→ Document text:
+++++
A little background.  I met a girl at college about 8 years ago and it was love at first sight in my eyes.  We end up dating for about 5 years, then broke up almost 2 years ago.  Well in the last few weeks we met up and things are amazing.  Yesterday she had something important to tell me... she's now hsv 2 positive asymptomatic.  It's selfish but i felt like that was a huge problem.  

Now here i am trying to learn about it.  Honestly i love this woman, but the thought of painful blisters is down right terrifying.  Seeing as both of us have a strong urge to have sex with each other in crazy ways i feel like this condition would make it rather difficult to have sex in a safe manner.  

I have about 1 million questions.  So what's up guys lol

Love is one thing but your health is #1 IMO. You only have the one body and you are so very fortunate you don’t have it mate.

Everyone here would wish to switch spots with you. I wish I knew about this forum before so I’d never have sex again.

You don’t know if you’ll. Get infected. It’s a roll of the dice each time and you don’t know how your body will react to it. For some I see on this forum (myself too) it is a hellish nightmare and crippling. But for some it’s not a big deal.

A lot at play: your genetics, immune system, horomones, strains of virus, how much you get and where it goes in your body.

 

big set of dice to roll that will affect you forever. I read somewhere “love may not not forever but herpes is”.
+++++
[Point-per-instance localization data]
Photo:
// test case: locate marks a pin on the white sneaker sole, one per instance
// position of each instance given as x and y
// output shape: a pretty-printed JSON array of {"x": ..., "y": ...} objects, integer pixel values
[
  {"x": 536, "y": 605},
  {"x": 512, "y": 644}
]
+++++
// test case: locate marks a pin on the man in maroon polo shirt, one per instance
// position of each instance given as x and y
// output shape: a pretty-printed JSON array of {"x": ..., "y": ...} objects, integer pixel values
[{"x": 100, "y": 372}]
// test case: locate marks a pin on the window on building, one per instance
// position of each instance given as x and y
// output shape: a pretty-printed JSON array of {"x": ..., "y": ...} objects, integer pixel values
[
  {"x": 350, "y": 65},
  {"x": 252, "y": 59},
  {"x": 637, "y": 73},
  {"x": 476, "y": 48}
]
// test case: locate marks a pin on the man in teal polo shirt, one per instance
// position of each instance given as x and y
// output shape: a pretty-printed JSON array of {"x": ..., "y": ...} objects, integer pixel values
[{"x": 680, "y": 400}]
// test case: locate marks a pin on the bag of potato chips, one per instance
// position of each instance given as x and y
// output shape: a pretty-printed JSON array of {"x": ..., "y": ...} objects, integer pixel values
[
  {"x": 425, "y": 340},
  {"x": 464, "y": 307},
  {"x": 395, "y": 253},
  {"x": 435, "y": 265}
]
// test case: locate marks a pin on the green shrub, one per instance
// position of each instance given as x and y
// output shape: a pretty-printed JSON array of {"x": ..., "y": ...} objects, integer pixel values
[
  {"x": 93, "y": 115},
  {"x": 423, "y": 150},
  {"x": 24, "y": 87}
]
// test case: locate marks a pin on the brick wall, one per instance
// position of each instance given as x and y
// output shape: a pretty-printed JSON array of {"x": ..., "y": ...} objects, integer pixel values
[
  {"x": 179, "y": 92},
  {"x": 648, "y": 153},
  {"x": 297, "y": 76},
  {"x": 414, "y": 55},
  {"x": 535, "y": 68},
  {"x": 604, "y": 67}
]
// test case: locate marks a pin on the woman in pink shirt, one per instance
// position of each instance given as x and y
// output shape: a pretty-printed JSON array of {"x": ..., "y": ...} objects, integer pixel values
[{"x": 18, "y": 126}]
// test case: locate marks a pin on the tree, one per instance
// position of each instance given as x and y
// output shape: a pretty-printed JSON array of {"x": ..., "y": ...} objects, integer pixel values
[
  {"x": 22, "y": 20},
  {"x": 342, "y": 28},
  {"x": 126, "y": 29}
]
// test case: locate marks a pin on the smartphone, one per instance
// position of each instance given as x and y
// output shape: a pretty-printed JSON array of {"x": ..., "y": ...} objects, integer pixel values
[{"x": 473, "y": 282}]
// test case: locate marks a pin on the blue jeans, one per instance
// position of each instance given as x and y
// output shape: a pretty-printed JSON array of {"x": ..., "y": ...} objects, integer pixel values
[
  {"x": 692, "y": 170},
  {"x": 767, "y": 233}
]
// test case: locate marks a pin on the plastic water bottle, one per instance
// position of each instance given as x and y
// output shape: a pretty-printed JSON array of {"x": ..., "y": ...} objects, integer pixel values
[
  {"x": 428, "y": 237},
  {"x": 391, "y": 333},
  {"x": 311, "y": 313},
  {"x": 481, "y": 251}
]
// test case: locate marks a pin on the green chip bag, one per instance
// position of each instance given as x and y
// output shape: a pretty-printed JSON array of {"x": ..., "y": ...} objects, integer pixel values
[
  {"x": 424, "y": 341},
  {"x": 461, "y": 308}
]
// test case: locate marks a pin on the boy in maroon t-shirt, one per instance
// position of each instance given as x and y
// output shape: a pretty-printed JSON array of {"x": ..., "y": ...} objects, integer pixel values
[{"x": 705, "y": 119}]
+++++
→ Your assignment:
Answer these questions about the herpes forum text:
(a) For about how many years did the first writer date the woman met at college?
(b) What did she say her status was?
(c) In the reply, what is named as #1?

→ Response to the task:
(a) About 5 years.
(b) HSV 2 positive asymptomatic.
(c) Your health.